Given exercise -
Recast the lines in the items below, from the line that contains "Where can the blue" up to and including the line that contains "Target: blue sky", as a Markdown table with the columns Row and Line. Number each row and leave out blank lines.

## START Data listing

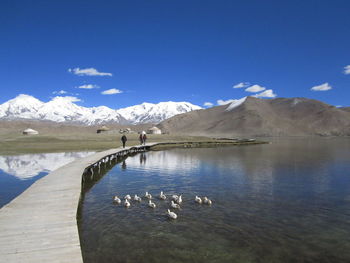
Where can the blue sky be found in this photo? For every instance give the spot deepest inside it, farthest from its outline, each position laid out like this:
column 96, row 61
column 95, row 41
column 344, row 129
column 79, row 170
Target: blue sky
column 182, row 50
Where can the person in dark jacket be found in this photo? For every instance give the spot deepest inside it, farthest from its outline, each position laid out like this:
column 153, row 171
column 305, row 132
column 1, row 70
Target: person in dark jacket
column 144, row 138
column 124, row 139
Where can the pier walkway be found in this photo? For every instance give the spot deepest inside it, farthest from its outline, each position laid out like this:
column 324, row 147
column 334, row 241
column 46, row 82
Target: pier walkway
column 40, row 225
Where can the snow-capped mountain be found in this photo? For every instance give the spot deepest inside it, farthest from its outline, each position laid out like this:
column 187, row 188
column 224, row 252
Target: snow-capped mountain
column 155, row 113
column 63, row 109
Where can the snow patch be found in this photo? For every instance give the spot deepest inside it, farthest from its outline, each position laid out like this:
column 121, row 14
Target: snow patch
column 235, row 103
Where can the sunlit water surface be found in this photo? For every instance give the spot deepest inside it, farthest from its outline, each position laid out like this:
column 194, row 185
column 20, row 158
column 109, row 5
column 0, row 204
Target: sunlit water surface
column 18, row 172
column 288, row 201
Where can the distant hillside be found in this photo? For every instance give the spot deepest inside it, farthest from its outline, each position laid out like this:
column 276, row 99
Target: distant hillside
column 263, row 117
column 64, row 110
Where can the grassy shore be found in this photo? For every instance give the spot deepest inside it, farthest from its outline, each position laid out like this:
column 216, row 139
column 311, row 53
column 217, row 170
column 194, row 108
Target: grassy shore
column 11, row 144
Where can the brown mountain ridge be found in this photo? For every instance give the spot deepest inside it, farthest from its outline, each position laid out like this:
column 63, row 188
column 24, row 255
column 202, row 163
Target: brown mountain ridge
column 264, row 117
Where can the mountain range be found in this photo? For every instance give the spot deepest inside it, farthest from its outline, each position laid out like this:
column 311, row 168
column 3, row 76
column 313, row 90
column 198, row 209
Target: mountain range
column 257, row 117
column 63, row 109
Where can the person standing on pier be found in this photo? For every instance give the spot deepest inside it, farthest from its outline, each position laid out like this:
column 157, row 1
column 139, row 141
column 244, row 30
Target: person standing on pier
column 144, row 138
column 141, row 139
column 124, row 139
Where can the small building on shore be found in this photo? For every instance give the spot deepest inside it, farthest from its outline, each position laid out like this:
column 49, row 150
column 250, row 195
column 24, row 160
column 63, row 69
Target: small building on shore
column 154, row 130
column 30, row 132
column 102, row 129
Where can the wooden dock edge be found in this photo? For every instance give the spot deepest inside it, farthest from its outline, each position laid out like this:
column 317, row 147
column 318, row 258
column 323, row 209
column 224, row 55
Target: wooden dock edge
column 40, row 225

## END Data listing
## START Data listing

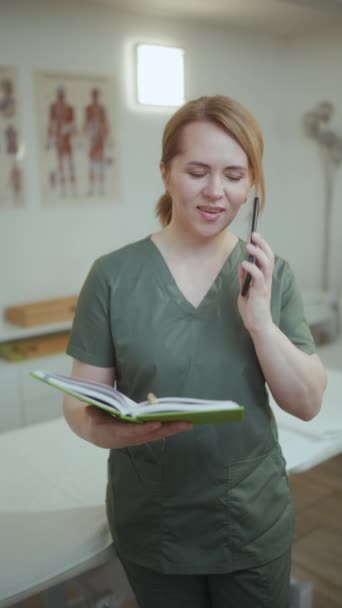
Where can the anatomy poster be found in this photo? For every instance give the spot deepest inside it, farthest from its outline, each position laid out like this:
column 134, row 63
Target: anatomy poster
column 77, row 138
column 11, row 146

## END Data listing
## START Data listing

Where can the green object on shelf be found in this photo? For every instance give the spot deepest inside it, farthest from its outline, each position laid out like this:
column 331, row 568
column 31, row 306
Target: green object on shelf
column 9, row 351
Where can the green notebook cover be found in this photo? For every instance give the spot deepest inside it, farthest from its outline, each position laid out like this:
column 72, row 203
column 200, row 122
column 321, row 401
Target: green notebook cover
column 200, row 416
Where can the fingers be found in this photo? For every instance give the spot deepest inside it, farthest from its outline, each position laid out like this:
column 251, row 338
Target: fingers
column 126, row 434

## END Data listing

Exercise result -
| Row | Line |
|---|---|
| 1 | Where can the blue sky be found in this photo? For every instance give the spot deepest inside it, farthest from its outline, each position laid out like this: |
| 2 | column 96, row 61 |
| 3 | column 95, row 41 |
| 4 | column 344, row 129 |
| 5 | column 79, row 170 |
| 6 | Target: blue sky |